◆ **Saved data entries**
• • •

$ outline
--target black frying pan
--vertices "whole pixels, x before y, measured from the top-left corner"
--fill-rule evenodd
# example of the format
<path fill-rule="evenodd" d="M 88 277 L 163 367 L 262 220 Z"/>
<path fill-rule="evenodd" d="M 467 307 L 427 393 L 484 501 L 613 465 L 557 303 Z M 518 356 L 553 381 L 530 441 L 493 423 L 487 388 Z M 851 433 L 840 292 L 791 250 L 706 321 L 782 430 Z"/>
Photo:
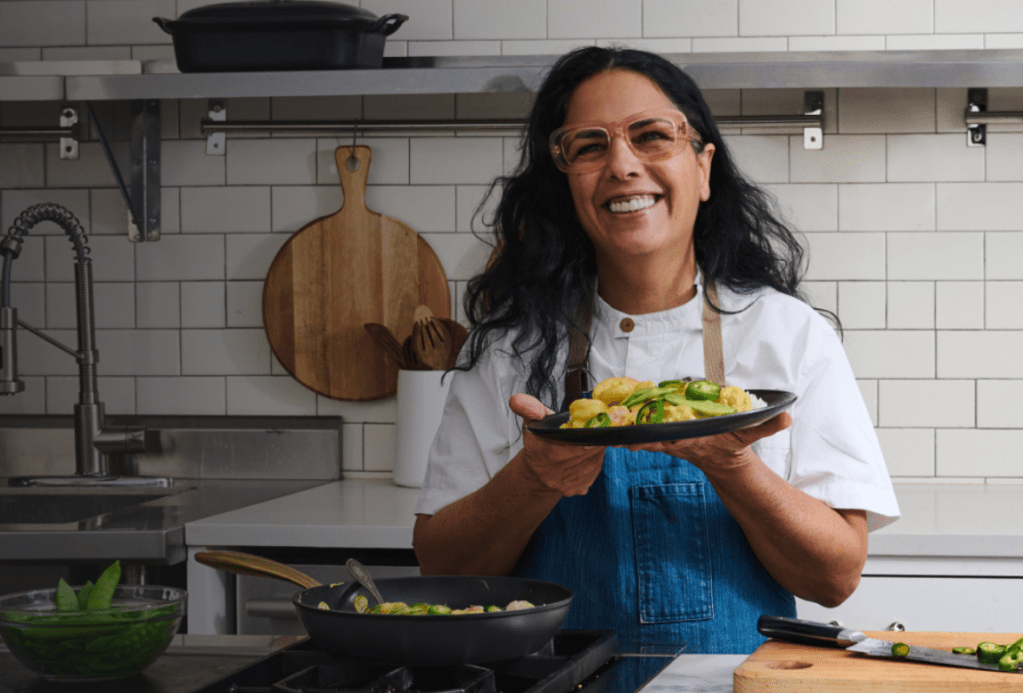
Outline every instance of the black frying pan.
<path fill-rule="evenodd" d="M 306 589 L 292 598 L 316 646 L 335 657 L 407 666 L 481 664 L 522 657 L 543 647 L 561 628 L 573 592 L 540 580 L 513 577 L 424 576 L 376 581 L 391 602 L 426 602 L 464 608 L 504 608 L 525 599 L 535 608 L 451 616 L 391 616 L 355 611 L 353 602 L 369 592 L 352 584 L 321 585 L 288 566 L 233 551 L 203 551 L 204 565 L 243 575 L 273 577 Z M 323 608 L 326 605 L 328 608 Z"/>

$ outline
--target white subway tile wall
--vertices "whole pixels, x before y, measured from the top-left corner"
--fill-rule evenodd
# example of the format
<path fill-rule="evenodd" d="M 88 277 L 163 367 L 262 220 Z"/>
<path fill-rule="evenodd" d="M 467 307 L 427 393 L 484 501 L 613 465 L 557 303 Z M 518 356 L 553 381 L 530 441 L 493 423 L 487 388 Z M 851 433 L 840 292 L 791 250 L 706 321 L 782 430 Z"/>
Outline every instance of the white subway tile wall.
<path fill-rule="evenodd" d="M 154 16 L 210 0 L 0 0 L 0 61 L 168 60 Z M 1023 47 L 1018 0 L 352 0 L 410 16 L 388 55 L 557 53 L 626 44 L 663 53 L 881 51 Z M 826 86 L 826 85 L 824 85 Z M 985 85 L 978 84 L 978 87 Z M 707 93 L 719 115 L 794 111 L 802 90 Z M 1023 479 L 1023 134 L 989 130 L 966 146 L 965 88 L 825 90 L 825 138 L 727 132 L 808 253 L 810 300 L 834 311 L 867 409 L 896 478 Z M 1023 109 L 991 89 L 992 110 Z M 530 95 L 381 95 L 228 99 L 228 118 L 520 117 Z M 126 104 L 95 104 L 122 170 Z M 50 122 L 53 103 L 0 104 L 0 126 Z M 80 158 L 55 144 L 0 144 L 0 223 L 50 201 L 89 234 L 99 387 L 114 414 L 336 415 L 346 475 L 394 466 L 395 402 L 343 402 L 298 384 L 262 327 L 262 281 L 280 247 L 340 208 L 333 137 L 233 136 L 205 153 L 205 99 L 161 104 L 161 239 L 132 244 L 95 133 Z M 373 160 L 367 203 L 421 232 L 437 252 L 464 321 L 467 281 L 490 248 L 473 231 L 491 180 L 518 161 L 514 137 L 361 138 Z M 19 317 L 74 344 L 72 250 L 56 225 L 32 229 L 14 264 Z M 77 368 L 20 335 L 26 391 L 4 414 L 68 414 Z"/>

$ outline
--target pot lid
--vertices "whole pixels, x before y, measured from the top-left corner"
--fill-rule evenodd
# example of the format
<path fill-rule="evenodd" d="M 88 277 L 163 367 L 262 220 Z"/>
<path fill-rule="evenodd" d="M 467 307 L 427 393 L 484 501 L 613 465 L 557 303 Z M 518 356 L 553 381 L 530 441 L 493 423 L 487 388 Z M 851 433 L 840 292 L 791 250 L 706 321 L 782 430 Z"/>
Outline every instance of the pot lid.
<path fill-rule="evenodd" d="M 340 2 L 324 0 L 249 0 L 224 2 L 195 7 L 182 13 L 178 22 L 183 24 L 232 24 L 277 22 L 345 22 L 353 25 L 370 24 L 377 15 L 369 10 Z"/>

• • •

◆ **EXERCISE**
Carry over each record above character for character, with the pictures left out.

◆ **EXERCISE ANSWER**
$ outline
--target black frying pan
--vertices "whole pixels, x before y, measured from the top-left corner"
--fill-rule evenodd
# example of the format
<path fill-rule="evenodd" d="M 88 277 L 163 367 L 262 220 Z"/>
<path fill-rule="evenodd" d="M 467 307 L 427 393 L 484 501 L 613 465 L 557 303 Z M 518 356 L 553 381 L 530 441 L 493 423 L 487 388 Z M 851 433 L 840 292 L 791 250 L 706 321 L 782 430 Z"/>
Photo:
Outline every instance of the black frying pan.
<path fill-rule="evenodd" d="M 306 589 L 292 598 L 316 646 L 335 657 L 407 666 L 481 664 L 522 657 L 543 647 L 561 628 L 573 592 L 540 580 L 513 577 L 424 576 L 376 581 L 391 602 L 426 602 L 464 608 L 504 608 L 525 599 L 535 608 L 451 616 L 391 616 L 355 611 L 353 602 L 369 592 L 352 584 L 321 585 L 288 566 L 233 551 L 203 551 L 204 565 L 243 575 L 273 577 Z M 323 608 L 326 605 L 328 608 Z"/>

$ outline
--target white subway tile wall
--vertices "whole pixels, x before y, measured from the top-left corner"
--fill-rule evenodd
# example of the format
<path fill-rule="evenodd" d="M 88 277 L 163 367 L 262 220 Z"/>
<path fill-rule="evenodd" d="M 467 307 L 427 393 L 484 501 L 613 465 L 557 303 Z M 518 356 L 553 381 L 530 441 L 493 423 L 487 388 Z M 851 433 L 840 292 L 791 250 L 706 321 L 782 430 Z"/>
Outline every instance of the white subway tile wall.
<path fill-rule="evenodd" d="M 154 16 L 210 0 L 0 0 L 0 61 L 168 60 Z M 1023 47 L 1018 0 L 352 0 L 410 16 L 388 55 L 557 53 L 626 44 L 663 53 L 881 51 Z M 826 86 L 826 85 L 824 85 Z M 985 85 L 978 84 L 978 87 Z M 707 93 L 719 115 L 794 111 L 802 90 Z M 1023 479 L 1023 134 L 989 130 L 966 146 L 965 88 L 825 90 L 825 138 L 727 132 L 808 253 L 810 300 L 834 311 L 867 409 L 896 478 Z M 1023 109 L 991 89 L 992 110 Z M 530 95 L 381 95 L 228 99 L 228 118 L 520 117 Z M 126 104 L 95 104 L 122 170 Z M 50 122 L 53 103 L 0 104 L 0 126 Z M 80 158 L 55 144 L 0 144 L 0 223 L 50 201 L 89 234 L 99 387 L 114 414 L 336 415 L 346 475 L 394 466 L 395 402 L 343 402 L 298 384 L 262 327 L 262 281 L 280 247 L 340 208 L 333 137 L 233 136 L 205 153 L 205 99 L 161 104 L 161 239 L 132 244 L 95 133 Z M 373 160 L 367 203 L 421 232 L 437 252 L 464 321 L 467 281 L 490 248 L 473 231 L 491 180 L 518 161 L 514 137 L 361 138 Z M 19 317 L 74 344 L 72 250 L 56 225 L 32 229 L 14 264 Z M 77 368 L 20 335 L 26 391 L 4 414 L 68 414 Z"/>

$ outline
--target pot lid
--vertices "whole pixels, x before y, measured from the top-left corner"
--fill-rule evenodd
# example of the format
<path fill-rule="evenodd" d="M 88 277 L 163 367 L 262 220 Z"/>
<path fill-rule="evenodd" d="M 467 307 L 427 393 L 484 501 L 613 465 L 557 303 Z M 518 356 L 553 381 L 530 441 L 493 423 L 487 388 Z M 851 433 L 840 292 L 791 250 L 706 321 L 782 430 Z"/>
Outline every instance of the pot lid.
<path fill-rule="evenodd" d="M 340 2 L 324 0 L 249 0 L 224 2 L 195 7 L 182 13 L 178 22 L 183 24 L 232 24 L 277 22 L 345 22 L 353 25 L 370 24 L 377 15 L 369 10 Z"/>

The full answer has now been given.